Stored records:
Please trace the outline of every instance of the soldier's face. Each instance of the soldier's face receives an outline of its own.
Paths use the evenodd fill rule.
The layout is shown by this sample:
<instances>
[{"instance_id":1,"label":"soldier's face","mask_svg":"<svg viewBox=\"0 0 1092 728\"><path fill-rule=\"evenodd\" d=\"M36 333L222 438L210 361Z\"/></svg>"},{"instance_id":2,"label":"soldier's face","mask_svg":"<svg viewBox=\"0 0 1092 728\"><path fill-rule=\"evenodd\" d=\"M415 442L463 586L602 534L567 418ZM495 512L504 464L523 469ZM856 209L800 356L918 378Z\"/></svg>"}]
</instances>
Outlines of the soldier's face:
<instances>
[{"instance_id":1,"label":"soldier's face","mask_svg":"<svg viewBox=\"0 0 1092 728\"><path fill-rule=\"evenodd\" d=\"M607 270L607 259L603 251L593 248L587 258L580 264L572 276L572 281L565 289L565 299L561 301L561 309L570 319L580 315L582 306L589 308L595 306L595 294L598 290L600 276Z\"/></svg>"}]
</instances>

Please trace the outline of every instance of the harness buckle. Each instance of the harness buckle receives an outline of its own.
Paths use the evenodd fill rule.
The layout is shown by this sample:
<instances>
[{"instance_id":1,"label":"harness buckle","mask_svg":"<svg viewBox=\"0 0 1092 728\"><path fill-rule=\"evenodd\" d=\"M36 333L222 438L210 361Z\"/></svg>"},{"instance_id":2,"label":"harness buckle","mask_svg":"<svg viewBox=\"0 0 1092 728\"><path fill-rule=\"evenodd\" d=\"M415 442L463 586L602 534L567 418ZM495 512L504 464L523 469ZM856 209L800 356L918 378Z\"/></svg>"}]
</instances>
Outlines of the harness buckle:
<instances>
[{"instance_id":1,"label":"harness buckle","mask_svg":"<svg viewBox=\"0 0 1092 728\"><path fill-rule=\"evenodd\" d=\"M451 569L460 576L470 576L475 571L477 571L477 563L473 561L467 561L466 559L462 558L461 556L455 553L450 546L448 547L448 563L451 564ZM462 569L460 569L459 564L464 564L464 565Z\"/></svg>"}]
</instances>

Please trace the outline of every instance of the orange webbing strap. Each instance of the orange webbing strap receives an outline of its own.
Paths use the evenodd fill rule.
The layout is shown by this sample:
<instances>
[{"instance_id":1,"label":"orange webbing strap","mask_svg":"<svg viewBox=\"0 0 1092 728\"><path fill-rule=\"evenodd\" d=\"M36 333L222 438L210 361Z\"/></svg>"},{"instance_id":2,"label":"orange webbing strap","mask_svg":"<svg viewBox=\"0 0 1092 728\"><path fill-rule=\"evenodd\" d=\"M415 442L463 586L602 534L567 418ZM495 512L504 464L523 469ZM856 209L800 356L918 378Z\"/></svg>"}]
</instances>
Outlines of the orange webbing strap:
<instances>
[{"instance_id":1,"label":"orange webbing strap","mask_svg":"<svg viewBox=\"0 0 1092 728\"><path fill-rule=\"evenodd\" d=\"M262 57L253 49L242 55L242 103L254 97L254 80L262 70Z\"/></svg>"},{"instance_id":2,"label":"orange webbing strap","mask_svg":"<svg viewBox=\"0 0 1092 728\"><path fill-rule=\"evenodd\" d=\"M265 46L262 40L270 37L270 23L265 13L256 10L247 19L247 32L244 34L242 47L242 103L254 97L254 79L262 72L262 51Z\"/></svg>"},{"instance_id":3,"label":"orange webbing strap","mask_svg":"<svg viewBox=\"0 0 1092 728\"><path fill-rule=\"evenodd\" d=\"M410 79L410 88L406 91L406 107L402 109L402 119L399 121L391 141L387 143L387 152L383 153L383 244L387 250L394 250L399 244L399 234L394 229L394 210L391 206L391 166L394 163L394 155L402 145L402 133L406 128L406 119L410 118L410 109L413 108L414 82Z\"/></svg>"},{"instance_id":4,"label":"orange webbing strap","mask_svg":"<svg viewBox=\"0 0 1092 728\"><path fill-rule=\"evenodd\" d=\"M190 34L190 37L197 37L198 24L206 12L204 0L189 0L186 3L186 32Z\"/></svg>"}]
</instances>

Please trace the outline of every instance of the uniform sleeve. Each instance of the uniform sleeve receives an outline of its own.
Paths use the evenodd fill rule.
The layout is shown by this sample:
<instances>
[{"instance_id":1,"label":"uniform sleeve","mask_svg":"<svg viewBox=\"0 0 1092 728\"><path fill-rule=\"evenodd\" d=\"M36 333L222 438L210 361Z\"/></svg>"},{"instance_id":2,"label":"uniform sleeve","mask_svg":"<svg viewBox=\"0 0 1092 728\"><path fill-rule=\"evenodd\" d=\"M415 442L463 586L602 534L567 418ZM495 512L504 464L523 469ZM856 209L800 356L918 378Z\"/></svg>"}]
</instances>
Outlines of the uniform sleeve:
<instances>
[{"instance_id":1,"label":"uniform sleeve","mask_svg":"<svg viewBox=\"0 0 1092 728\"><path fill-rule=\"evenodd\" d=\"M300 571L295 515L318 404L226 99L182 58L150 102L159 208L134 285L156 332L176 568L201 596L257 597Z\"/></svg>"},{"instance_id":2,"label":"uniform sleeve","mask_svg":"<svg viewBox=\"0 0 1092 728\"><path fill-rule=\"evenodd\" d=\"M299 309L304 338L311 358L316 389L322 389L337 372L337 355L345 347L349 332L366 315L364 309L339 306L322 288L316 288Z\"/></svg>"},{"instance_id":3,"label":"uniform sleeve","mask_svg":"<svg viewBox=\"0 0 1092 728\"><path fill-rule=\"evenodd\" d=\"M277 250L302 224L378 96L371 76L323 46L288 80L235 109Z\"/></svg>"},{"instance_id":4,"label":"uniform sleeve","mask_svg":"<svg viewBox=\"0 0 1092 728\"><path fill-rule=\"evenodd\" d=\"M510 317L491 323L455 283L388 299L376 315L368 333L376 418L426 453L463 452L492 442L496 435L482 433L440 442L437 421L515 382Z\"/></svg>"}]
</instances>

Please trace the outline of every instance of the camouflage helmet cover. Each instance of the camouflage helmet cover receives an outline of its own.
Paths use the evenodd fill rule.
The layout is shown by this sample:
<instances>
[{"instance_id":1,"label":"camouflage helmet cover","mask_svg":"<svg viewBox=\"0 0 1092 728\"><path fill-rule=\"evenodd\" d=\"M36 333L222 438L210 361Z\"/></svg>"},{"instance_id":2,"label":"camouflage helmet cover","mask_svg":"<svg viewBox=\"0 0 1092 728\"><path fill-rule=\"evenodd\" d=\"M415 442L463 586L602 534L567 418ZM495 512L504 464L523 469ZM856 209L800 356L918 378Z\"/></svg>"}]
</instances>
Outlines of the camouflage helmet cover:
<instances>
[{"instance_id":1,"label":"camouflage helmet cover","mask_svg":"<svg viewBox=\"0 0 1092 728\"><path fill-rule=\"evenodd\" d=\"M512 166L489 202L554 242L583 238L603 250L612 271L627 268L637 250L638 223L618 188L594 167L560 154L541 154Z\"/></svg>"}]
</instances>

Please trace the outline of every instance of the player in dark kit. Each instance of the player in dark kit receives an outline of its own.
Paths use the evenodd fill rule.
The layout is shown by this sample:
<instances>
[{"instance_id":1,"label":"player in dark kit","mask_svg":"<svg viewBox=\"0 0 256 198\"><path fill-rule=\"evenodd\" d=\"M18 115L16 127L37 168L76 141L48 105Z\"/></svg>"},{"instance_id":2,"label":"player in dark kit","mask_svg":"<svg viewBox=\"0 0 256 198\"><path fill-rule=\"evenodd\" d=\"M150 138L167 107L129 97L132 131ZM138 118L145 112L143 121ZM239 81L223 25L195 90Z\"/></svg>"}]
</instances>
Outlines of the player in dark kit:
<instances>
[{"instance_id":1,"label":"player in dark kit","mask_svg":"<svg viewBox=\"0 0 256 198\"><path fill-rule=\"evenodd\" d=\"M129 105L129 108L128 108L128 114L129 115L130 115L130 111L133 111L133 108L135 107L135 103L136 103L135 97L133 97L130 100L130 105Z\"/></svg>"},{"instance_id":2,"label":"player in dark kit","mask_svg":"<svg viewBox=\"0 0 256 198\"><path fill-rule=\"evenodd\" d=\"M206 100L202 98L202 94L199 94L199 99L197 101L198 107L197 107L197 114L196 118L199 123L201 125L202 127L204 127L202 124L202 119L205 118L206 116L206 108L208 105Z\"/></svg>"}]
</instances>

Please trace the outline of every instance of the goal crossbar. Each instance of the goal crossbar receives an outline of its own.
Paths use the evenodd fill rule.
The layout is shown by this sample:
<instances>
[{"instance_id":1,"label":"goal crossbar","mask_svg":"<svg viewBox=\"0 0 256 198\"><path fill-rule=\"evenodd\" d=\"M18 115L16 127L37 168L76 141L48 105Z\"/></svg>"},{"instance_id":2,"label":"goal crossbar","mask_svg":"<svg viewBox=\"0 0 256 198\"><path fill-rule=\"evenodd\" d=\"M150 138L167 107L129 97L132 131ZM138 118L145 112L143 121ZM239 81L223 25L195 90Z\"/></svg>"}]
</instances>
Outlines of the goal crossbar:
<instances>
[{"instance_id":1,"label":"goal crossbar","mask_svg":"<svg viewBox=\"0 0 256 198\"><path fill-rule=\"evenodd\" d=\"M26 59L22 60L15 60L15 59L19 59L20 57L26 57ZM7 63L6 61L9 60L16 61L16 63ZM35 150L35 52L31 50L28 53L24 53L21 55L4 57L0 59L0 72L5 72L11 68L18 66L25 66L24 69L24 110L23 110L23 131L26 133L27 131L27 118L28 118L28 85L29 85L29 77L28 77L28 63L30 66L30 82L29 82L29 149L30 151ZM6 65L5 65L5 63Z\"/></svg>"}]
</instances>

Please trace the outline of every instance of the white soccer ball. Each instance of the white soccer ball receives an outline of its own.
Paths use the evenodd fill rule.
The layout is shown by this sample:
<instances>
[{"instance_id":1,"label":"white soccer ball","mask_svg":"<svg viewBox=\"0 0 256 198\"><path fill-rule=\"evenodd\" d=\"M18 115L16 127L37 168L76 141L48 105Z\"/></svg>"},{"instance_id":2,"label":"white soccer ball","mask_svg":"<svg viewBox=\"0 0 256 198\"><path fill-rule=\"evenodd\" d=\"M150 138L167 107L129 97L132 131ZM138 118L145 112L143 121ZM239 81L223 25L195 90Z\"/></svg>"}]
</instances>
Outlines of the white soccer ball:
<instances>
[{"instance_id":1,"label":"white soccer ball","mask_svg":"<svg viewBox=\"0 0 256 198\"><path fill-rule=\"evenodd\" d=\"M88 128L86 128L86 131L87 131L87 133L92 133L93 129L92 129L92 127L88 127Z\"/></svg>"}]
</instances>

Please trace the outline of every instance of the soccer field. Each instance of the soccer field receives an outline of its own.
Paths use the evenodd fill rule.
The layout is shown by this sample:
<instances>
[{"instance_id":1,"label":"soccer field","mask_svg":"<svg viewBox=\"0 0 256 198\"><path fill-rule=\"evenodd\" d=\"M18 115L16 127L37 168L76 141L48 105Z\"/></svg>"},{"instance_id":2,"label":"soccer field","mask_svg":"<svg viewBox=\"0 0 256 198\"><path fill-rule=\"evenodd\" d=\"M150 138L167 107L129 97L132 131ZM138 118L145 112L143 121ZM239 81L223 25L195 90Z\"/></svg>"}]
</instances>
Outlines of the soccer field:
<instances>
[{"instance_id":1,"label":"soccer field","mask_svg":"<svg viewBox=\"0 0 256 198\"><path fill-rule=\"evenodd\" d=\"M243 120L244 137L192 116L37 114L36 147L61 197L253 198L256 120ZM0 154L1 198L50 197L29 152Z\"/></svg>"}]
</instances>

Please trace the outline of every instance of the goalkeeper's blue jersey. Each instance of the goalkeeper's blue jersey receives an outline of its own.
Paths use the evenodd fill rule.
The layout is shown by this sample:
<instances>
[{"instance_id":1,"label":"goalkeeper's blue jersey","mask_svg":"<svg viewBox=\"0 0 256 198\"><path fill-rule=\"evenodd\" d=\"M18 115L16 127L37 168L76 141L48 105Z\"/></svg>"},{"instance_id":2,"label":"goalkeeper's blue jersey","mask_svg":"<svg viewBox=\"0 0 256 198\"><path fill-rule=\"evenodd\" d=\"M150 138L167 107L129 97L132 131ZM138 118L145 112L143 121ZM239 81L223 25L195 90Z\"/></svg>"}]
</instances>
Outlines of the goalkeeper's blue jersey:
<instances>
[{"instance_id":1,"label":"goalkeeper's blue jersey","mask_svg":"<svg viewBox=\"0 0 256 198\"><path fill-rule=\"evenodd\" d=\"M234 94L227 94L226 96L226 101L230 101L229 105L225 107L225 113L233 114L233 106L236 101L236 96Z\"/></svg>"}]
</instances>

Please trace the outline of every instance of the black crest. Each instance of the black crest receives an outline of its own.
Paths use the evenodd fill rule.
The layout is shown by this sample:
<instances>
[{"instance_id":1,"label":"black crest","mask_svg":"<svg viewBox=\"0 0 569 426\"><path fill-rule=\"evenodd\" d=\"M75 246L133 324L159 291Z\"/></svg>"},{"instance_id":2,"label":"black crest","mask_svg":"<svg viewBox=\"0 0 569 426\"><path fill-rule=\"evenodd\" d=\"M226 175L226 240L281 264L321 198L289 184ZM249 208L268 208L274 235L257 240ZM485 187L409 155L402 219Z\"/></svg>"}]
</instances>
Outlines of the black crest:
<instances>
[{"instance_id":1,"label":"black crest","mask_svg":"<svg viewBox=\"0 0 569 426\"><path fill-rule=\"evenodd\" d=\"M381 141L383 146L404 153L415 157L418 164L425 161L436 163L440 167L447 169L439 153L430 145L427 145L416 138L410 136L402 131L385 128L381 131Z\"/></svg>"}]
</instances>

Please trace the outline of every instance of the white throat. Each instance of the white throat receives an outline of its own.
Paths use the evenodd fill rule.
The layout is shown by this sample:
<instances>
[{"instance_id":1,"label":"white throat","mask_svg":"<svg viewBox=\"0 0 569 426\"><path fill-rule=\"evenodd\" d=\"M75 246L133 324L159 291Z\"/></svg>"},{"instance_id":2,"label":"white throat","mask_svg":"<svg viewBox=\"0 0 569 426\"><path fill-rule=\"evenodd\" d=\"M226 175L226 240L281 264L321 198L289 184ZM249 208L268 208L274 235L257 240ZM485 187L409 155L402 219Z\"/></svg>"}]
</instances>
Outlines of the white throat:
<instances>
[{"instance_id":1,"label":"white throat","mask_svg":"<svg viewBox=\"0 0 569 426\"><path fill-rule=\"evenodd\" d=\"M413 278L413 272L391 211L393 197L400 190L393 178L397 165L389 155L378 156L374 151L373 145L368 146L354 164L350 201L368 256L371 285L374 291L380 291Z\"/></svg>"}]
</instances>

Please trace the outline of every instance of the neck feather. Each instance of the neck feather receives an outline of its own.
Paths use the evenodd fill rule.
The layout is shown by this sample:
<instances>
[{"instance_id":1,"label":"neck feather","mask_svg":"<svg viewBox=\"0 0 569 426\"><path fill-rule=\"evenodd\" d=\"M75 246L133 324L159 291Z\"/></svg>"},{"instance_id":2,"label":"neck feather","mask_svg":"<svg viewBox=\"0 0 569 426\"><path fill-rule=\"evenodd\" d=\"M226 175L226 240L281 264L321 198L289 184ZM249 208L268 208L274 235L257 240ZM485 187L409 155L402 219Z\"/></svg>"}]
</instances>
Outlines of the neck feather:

* Problem to solve *
Give again the lines from the line holding "Please trace the outline of every instance of the white throat." through the close of the listing, both included, exactly as written and with nothing else.

* Answer to this task *
Please trace the outline of every instance of the white throat. Each instance of the white throat receives an outline of its own.
Paths use the evenodd fill rule.
The layout is shown by this sample:
<instances>
[{"instance_id":1,"label":"white throat","mask_svg":"<svg viewBox=\"0 0 569 426\"><path fill-rule=\"evenodd\" d=\"M75 246L133 324L159 291Z\"/></svg>"},{"instance_id":2,"label":"white throat","mask_svg":"<svg viewBox=\"0 0 569 426\"><path fill-rule=\"evenodd\" d=\"M226 175L226 240L281 264L321 198L289 184ZM249 208L268 208L274 235L257 240ZM485 187L409 155L402 219Z\"/></svg>"}]
</instances>
Outlines of the white throat:
<instances>
[{"instance_id":1,"label":"white throat","mask_svg":"<svg viewBox=\"0 0 569 426\"><path fill-rule=\"evenodd\" d=\"M413 278L413 272L391 211L393 197L400 190L393 178L397 165L389 155L378 156L374 151L373 145L368 146L354 164L350 201L368 256L371 285L374 291L380 291Z\"/></svg>"}]
</instances>

Please trace the outline of every instance of the neck feather. Each instance of the neck feather receives an outline of its own.
Paths use the evenodd fill rule.
The layout is shown by this sample:
<instances>
[{"instance_id":1,"label":"neck feather","mask_svg":"<svg viewBox=\"0 0 569 426\"><path fill-rule=\"evenodd\" d=\"M75 246L133 324L159 291Z\"/></svg>"},{"instance_id":2,"label":"neck feather","mask_svg":"<svg viewBox=\"0 0 569 426\"><path fill-rule=\"evenodd\" d=\"M226 175L226 240L281 264L321 198L289 184ZM249 208L268 208L274 235L257 240ZM485 187L409 155L402 219Z\"/></svg>"}]
</instances>
Outlines of the neck feather:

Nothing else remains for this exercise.